— START OF INPUT MATERIAL —

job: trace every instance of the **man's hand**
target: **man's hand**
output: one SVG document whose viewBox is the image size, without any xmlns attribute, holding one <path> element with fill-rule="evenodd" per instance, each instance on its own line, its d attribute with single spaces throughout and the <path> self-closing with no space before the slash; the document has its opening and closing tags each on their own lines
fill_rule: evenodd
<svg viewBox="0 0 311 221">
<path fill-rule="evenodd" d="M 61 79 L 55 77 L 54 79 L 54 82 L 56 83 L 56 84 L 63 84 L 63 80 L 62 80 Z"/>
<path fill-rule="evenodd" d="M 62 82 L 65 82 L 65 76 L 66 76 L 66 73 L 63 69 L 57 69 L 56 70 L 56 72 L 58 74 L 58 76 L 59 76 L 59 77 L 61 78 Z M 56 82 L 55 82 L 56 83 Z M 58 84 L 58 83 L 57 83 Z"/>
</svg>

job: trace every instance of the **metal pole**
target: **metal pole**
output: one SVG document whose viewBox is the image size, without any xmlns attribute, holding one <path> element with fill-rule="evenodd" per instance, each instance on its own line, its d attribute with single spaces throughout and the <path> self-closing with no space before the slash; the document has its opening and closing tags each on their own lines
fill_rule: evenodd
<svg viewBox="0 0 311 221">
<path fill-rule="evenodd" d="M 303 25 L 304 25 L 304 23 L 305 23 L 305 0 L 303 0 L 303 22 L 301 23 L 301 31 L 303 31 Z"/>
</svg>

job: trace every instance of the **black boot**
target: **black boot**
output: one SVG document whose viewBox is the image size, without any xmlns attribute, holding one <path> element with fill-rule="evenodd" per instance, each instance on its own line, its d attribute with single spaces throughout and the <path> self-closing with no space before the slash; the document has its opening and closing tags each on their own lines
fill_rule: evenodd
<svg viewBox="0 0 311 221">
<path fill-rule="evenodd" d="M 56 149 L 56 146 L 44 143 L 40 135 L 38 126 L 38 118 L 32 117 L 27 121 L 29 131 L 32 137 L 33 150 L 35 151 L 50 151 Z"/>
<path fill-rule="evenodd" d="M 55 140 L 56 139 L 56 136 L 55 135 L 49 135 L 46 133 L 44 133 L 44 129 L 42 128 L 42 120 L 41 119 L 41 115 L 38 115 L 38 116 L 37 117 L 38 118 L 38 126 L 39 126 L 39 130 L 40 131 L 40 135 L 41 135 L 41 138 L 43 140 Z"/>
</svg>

— END OF INPUT MATERIAL —

▶ **THE REQUEST**
Edit all of the items above by changing every instance of "target" to "object". Leave everything else as it is.

▶ **WORKED ANSWER**
job: trace every instance of the **man's hand**
object: **man's hand**
output: one SVG document whose viewBox is the image size, without any xmlns attribute, holding one <path> element with fill-rule="evenodd" per instance, each instance on its own line, its d attribute with single spaces throughout and the <path> self-closing with no space before the slash; the document has its opening and closing tags each on their own lines
fill_rule: evenodd
<svg viewBox="0 0 311 221">
<path fill-rule="evenodd" d="M 61 79 L 55 77 L 54 79 L 54 82 L 56 83 L 56 84 L 63 84 L 63 80 L 62 80 Z"/>
<path fill-rule="evenodd" d="M 62 82 L 65 82 L 65 76 L 66 76 L 66 73 L 63 69 L 57 69 L 56 70 L 56 72 L 58 74 L 58 76 L 59 76 L 59 77 L 61 78 Z M 56 82 L 55 82 L 56 83 Z M 58 84 L 58 83 L 57 83 Z"/>
</svg>

job: trace every instance of the **metal pole**
object: **metal pole**
output: one SVG document whose viewBox is the image size, without any xmlns attribute, holding one <path> element with fill-rule="evenodd" per instance, each instance on its own line, its d attribute with single spaces throughout and the <path> self-closing with no space before the slash; the document has its opening and closing tags each on their own lines
fill_rule: evenodd
<svg viewBox="0 0 311 221">
<path fill-rule="evenodd" d="M 303 25 L 304 25 L 304 23 L 305 23 L 305 0 L 303 0 L 303 22 L 301 23 L 301 31 L 303 31 Z"/>
</svg>

job: trace every instance of the **black boot**
object: **black boot**
output: one SVG document whose viewBox is the image size, without any xmlns attribute, holding one <path> element with fill-rule="evenodd" per instance, each instance on its own line, its d attribute with single spaces throughout and the <path> self-closing with no space before the slash; the document has its opening and closing tags each on their own lines
fill_rule: evenodd
<svg viewBox="0 0 311 221">
<path fill-rule="evenodd" d="M 56 149 L 56 146 L 44 143 L 40 135 L 38 126 L 38 118 L 32 117 L 27 121 L 29 131 L 32 137 L 33 150 L 35 151 L 50 151 Z"/>
<path fill-rule="evenodd" d="M 55 140 L 56 139 L 56 136 L 55 135 L 49 135 L 46 133 L 44 133 L 44 129 L 42 128 L 42 120 L 41 119 L 41 115 L 38 115 L 38 116 L 37 117 L 38 118 L 38 126 L 39 126 L 39 130 L 40 131 L 40 135 L 41 135 L 41 138 L 43 140 Z"/>
</svg>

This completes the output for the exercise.